··· Extract ···

Idaho woman sues Blue Cross of Idaho in federal court
Published: January 2,2013
An Idaho woman has filed a federal anti-trust lawsuit against Blue Cross of Idaho, and the case is being consolidated with several others nationwide in the Northern District of Alabama.
Melissa Allen contends that Blue Cross of Idaho, the national Blue Cross Blue Shield Association and 37 other Blue Cross and Blue Shield plans violated federal anti-trust laws by carving up the country into exclusive territories.
Karen Early, the spokeswoman for Blue Cross of Idaho, said the company will vigorously defend itself against the claims.
“The allegations in the Allen complaint are inaccurate and unfounded and they do not reflect the way Blue Cross of Idaho does business,” Early said Jan. 2.
The Ada County resident is asking for her lawsuit to be given class-action status on behalf of Idaho residents who have paid health insurance premiums to Blue Cross of Idaho for individual or small group health insurance since 2008 and who still lived in the state in November, when she filed the lawsuit.
The company has not yet responded to Allen’s lawsuit, but the Blue Cross Blue Shield Association has denied similar allegations made in other states.
In the lawsuit, Allen says Blue Cross of Idaho is by far the largest health insurance company operating in the state, counting as its customers 52 percent of the Idaho residents who subscribe to full-service commercial health insurance in 2011.
The next largest full-service commercial insurer in the state, Regence Blue Shield of Idaho, has 22 percent of that market, according to the lawsuit.
Allen contends Blue Cross of Idaho has such a large market share because it engages in an illegal conspiracy in which 37 of the nation’s largest insurance companies — all licensed through the Blue Cross Blue Shield Association — have agreed to give BCID exclusive right to do business in Idaho as long as BCID agrees not to compete in their territories. Allen says in the lawsuit that the agreement gives BCID an illegal monopoly in Idaho, resulting in inflated medical costs and skyrocketing premiums that have garnered the company more than $415 million in capital and surplus.
The agreements violate Idaho’s antitrust and anti-monopoly laws, Allen contends.

··· Data shown ···

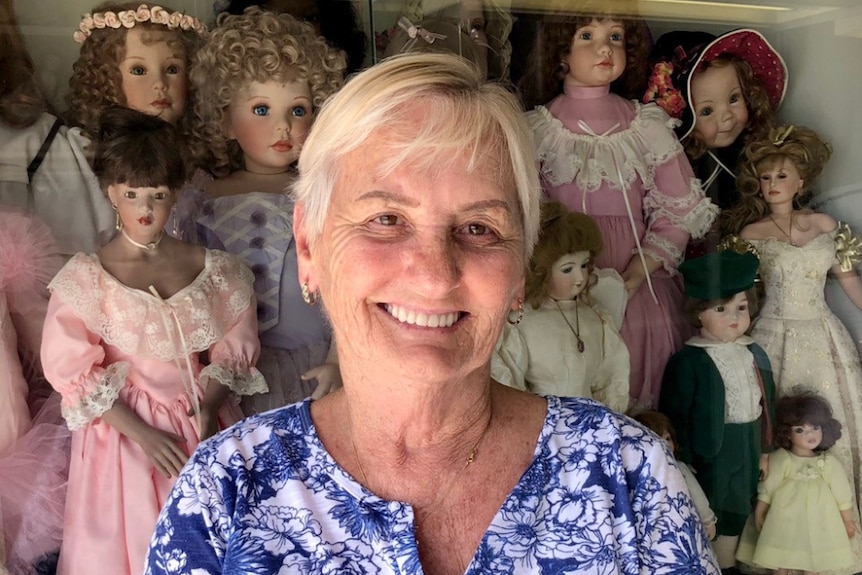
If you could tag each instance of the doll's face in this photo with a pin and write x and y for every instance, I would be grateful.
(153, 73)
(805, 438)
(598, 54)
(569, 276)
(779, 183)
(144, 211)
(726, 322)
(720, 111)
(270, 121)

···
··· Data shown ···

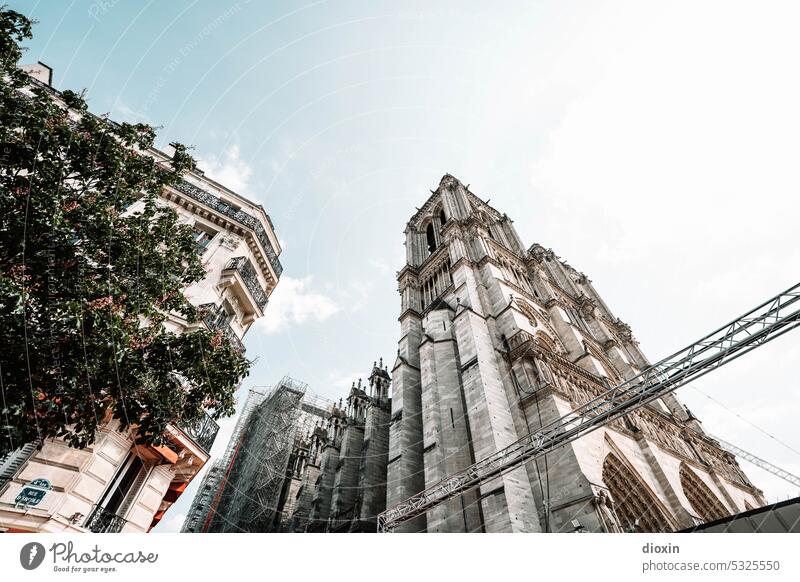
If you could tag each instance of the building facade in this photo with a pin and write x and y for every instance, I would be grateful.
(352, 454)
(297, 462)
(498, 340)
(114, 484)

···
··· Data shown ···

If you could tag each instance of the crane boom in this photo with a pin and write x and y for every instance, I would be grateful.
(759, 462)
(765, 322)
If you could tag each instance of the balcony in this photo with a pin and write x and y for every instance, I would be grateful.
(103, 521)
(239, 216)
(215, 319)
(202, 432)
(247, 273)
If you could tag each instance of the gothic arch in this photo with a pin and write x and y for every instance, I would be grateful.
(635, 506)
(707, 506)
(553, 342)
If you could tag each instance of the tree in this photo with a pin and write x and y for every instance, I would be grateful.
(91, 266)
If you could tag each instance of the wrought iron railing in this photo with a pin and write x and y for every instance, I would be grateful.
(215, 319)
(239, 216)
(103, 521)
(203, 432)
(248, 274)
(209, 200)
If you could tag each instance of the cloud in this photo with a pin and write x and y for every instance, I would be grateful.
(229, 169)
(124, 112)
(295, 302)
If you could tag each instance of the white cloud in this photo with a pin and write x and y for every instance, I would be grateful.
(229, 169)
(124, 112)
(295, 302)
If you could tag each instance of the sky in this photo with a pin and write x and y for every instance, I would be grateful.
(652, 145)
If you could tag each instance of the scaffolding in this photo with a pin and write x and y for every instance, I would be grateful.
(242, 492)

···

[Assigned task 1]
Answer these from the Blue Cross of Idaho article:
(a) In which federal district is the case being consolidated with several others?
(b) Who is named as the spokeswoman for Blue Cross of Idaho?
(c) What share of the full-service commercial health insurance market does the lawsuit attribute to Regence Blue Shield of Idaho?
[Assigned task 2]
Retype the Blue Cross of Idaho article from "The company has" up to and including "to the lawsuit.".

[Task response 1]
(a) The Northern District of Alabama
(b) Karen Early
(c) 22 percent

[Task response 2]
The company has not yet responded to Allen’s lawsuit, but the Blue Cross Blue Shield Association has denied similar allegations made in other states.
In the lawsuit, Allen says Blue Cross of Idaho is by far the largest health insurance company operating in the state, counting as its customers 52 percent of the Idaho residents who subscribe to full-service commercial health insurance in 2011.
The next largest full-service commercial insurer in the state, Regence Blue Shield of Idaho, has 22 percent of that market, according to the lawsuit.